* _What is expected_
Please rewrite every item below, swapping "Analyze the following" for "Examine the following" each time it occurs and leaving all other text unchanged.

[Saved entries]
# # #
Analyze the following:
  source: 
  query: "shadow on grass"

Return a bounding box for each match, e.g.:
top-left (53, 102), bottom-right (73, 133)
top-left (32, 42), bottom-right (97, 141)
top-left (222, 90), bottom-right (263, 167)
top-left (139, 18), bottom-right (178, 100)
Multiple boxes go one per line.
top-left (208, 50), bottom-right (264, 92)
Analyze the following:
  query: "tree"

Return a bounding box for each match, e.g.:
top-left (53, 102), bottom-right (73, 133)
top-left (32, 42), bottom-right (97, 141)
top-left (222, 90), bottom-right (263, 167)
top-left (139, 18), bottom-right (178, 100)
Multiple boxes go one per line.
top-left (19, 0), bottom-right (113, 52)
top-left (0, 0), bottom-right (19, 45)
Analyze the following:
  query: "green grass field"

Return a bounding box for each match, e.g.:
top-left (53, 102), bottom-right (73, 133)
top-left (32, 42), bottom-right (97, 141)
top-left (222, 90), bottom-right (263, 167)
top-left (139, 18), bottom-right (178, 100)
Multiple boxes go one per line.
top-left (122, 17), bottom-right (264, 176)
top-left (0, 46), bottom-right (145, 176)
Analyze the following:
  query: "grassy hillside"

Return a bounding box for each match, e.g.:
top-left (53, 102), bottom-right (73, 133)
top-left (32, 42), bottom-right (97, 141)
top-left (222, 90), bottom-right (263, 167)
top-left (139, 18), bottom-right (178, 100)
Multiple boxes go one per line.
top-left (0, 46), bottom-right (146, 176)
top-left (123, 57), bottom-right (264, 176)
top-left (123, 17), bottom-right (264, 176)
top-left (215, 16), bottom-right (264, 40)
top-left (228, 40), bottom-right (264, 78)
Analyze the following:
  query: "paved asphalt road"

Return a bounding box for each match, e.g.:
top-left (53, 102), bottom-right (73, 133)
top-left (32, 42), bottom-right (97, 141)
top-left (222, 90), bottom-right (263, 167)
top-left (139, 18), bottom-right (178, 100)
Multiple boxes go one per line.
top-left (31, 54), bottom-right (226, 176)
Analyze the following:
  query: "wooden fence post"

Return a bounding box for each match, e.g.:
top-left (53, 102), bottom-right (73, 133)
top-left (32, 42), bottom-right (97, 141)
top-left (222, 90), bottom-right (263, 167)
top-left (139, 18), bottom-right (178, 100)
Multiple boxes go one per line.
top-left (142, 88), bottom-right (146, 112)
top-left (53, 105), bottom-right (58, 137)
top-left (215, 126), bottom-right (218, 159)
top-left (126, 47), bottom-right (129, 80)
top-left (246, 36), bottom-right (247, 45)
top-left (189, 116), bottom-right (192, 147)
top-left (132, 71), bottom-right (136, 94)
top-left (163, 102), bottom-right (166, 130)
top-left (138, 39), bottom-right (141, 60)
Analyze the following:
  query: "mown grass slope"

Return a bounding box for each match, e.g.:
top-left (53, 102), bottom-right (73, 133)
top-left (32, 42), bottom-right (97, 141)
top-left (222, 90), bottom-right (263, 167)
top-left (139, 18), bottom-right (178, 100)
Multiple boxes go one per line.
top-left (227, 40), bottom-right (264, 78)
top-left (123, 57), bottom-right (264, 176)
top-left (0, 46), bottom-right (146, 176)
# # #
* _Solution to the problem_
Examine the following:
  source: 
  query: "shadow on grass"

Return a bounding box for each match, e.g.:
top-left (53, 102), bottom-right (73, 133)
top-left (32, 42), bottom-right (97, 141)
top-left (222, 90), bottom-right (263, 167)
top-left (139, 18), bottom-right (178, 100)
Multiple boxes go one per line.
top-left (208, 50), bottom-right (264, 92)
Examine the following:
  query: "tree"

Return a bounding box for each match, e.g.:
top-left (53, 102), bottom-right (73, 133)
top-left (32, 42), bottom-right (97, 141)
top-left (222, 90), bottom-right (263, 167)
top-left (139, 18), bottom-right (178, 100)
Multiple boxes go one per line.
top-left (19, 0), bottom-right (113, 52)
top-left (0, 0), bottom-right (19, 45)
Examine the following:
  query: "green grass field"

Return a bounding box for each match, e.g.:
top-left (53, 102), bottom-right (73, 133)
top-left (32, 42), bottom-right (97, 141)
top-left (222, 90), bottom-right (263, 167)
top-left (139, 18), bottom-right (178, 100)
Multiple boxes go one per line.
top-left (122, 17), bottom-right (264, 176)
top-left (0, 46), bottom-right (145, 176)
Examine the following:
  query: "grassy hillside"

Return a bounding box for each match, e.g.:
top-left (53, 102), bottom-right (73, 133)
top-left (32, 42), bottom-right (97, 141)
top-left (222, 90), bottom-right (263, 167)
top-left (139, 18), bottom-right (178, 100)
Multiple boxes go one per line.
top-left (0, 46), bottom-right (146, 176)
top-left (123, 57), bottom-right (264, 176)
top-left (123, 17), bottom-right (264, 176)
top-left (215, 16), bottom-right (264, 40)
top-left (228, 40), bottom-right (264, 78)
Examine the following:
  query: "paved asphalt road"

Return a bounding box for each match, e.g.:
top-left (53, 102), bottom-right (73, 133)
top-left (32, 42), bottom-right (97, 141)
top-left (222, 90), bottom-right (263, 167)
top-left (139, 18), bottom-right (178, 100)
Multiple boxes go one per line.
top-left (31, 54), bottom-right (226, 176)
Examine the following:
  query: "wooden fence post"

Return a bounding box for each match, e.g.:
top-left (53, 102), bottom-right (73, 133)
top-left (32, 42), bottom-right (97, 141)
top-left (222, 90), bottom-right (263, 167)
top-left (139, 18), bottom-right (178, 100)
Multiple boxes go one per line.
top-left (142, 88), bottom-right (146, 112)
top-left (53, 105), bottom-right (58, 137)
top-left (215, 126), bottom-right (218, 159)
top-left (126, 47), bottom-right (129, 80)
top-left (246, 36), bottom-right (247, 45)
top-left (189, 116), bottom-right (192, 147)
top-left (132, 71), bottom-right (136, 94)
top-left (163, 102), bottom-right (166, 130)
top-left (138, 39), bottom-right (141, 60)
Examine the following:
  query: "mown grass slope"

Return a bounding box for each match, e.g.:
top-left (53, 102), bottom-right (73, 133)
top-left (32, 42), bottom-right (97, 141)
top-left (222, 90), bottom-right (263, 167)
top-left (139, 18), bottom-right (178, 100)
Multiple boxes go one per line.
top-left (227, 40), bottom-right (264, 78)
top-left (123, 57), bottom-right (264, 176)
top-left (0, 46), bottom-right (146, 176)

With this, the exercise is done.